>> START PROVIDED MATERIAL
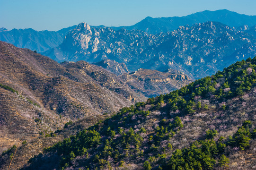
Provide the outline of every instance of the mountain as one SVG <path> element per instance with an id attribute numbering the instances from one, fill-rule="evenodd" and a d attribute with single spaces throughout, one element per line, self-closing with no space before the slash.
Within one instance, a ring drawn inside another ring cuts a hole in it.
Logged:
<path id="1" fill-rule="evenodd" d="M 227 9 L 213 11 L 206 10 L 181 17 L 153 18 L 148 17 L 133 26 L 112 28 L 115 30 L 121 28 L 129 30 L 138 29 L 150 34 L 156 34 L 173 31 L 180 26 L 192 26 L 195 24 L 207 21 L 219 22 L 230 27 L 242 25 L 252 26 L 256 25 L 256 16 L 240 14 Z"/>
<path id="2" fill-rule="evenodd" d="M 162 72 L 140 68 L 120 76 L 133 90 L 148 97 L 168 94 L 192 82 L 182 72 L 172 70 Z"/>
<path id="3" fill-rule="evenodd" d="M 248 58 L 123 108 L 23 169 L 254 169 L 256 69 L 256 57 Z"/>
<path id="4" fill-rule="evenodd" d="M 133 26 L 111 28 L 115 30 L 122 28 L 129 30 L 139 30 L 150 34 L 157 34 L 174 31 L 180 26 L 191 26 L 195 24 L 207 21 L 221 22 L 231 27 L 243 25 L 251 27 L 256 25 L 256 21 L 255 16 L 247 16 L 221 9 L 213 11 L 205 10 L 181 17 L 152 18 L 148 17 Z M 5 28 L 1 28 L 0 40 L 12 43 L 18 47 L 26 48 L 41 52 L 59 45 L 69 31 L 76 26 L 72 26 L 56 32 L 36 31 L 31 28 L 8 31 Z M 95 28 L 104 27 L 104 26 L 91 26 Z"/>
<path id="5" fill-rule="evenodd" d="M 109 59 L 103 60 L 93 64 L 101 66 L 117 76 L 129 72 L 125 64 L 124 63 L 118 63 L 115 60 Z"/>
<path id="6" fill-rule="evenodd" d="M 161 74 L 148 76 L 168 78 L 166 73 Z M 146 101 L 144 94 L 155 96 L 191 82 L 185 79 L 186 75 L 176 74 L 169 82 L 158 83 L 165 85 L 164 90 L 155 90 L 154 84 L 143 86 L 141 80 L 133 78 L 134 74 L 124 79 L 85 61 L 58 63 L 0 41 L 0 169 L 5 168 L 6 153 L 15 149 L 9 150 L 17 140 L 26 141 L 20 144 L 23 149 L 14 161 L 17 169 L 44 148 L 109 117 L 122 107 Z"/>
<path id="7" fill-rule="evenodd" d="M 100 117 L 146 99 L 85 61 L 60 64 L 2 42 L 0 55 L 0 138 L 6 144 L 1 151 L 20 136 L 32 140 L 69 120 Z"/>
<path id="8" fill-rule="evenodd" d="M 0 41 L 12 43 L 18 47 L 42 52 L 60 45 L 67 33 L 76 26 L 70 26 L 58 31 L 37 31 L 32 28 L 8 31 L 1 28 Z"/>
<path id="9" fill-rule="evenodd" d="M 250 33 L 218 22 L 181 26 L 156 35 L 140 30 L 91 28 L 82 23 L 58 47 L 42 54 L 58 62 L 97 62 L 108 59 L 125 63 L 130 71 L 171 68 L 198 78 L 255 56 L 256 42 Z"/>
>> END PROVIDED MATERIAL
▶ GIVEN TASK
Can you reproduce the records word for word, from their beginning through the line containing "162 72 L 140", and leave out the pictures?

▶ WRITTEN RESPONSE
Provide the outline of every instance of the mountain as one SVG <path> element per instance with an id attribute numbering the instances from one, fill-rule="evenodd" and a d attribute with single spaces throughout, one element per line, self-closing with no space before the slash.
Within one instance, a ring drawn inside another ring cuts a hole in it.
Logged:
<path id="1" fill-rule="evenodd" d="M 227 9 L 213 11 L 206 10 L 181 17 L 153 18 L 148 17 L 133 26 L 112 28 L 115 30 L 121 28 L 129 30 L 138 29 L 150 34 L 156 34 L 173 31 L 180 26 L 192 26 L 195 24 L 207 21 L 219 22 L 230 27 L 242 25 L 252 26 L 256 25 L 256 16 L 240 14 Z"/>
<path id="2" fill-rule="evenodd" d="M 162 72 L 140 68 L 120 76 L 133 90 L 148 97 L 168 94 L 192 82 L 182 72 L 172 70 Z"/>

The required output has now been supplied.